Rewrite the lines below as a JSON list of strings, with one string for each line and any blank lines left out.
━━━━━ Supplied data
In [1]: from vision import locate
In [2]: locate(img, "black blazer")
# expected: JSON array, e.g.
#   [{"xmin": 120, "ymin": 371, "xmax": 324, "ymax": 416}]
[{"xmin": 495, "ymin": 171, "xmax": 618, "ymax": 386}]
━━━━━━━━━━
(Answer to the exercise):
[
  "In [1]: from vision import locate",
  "In [2]: locate(img, \"black blazer\")",
  "# expected: JSON array, e.g.",
  "#   [{\"xmin\": 120, \"ymin\": 371, \"xmax\": 324, \"ymax\": 416}]",
  "[{\"xmin\": 495, \"ymin\": 171, \"xmax\": 618, \"ymax\": 386}]"
]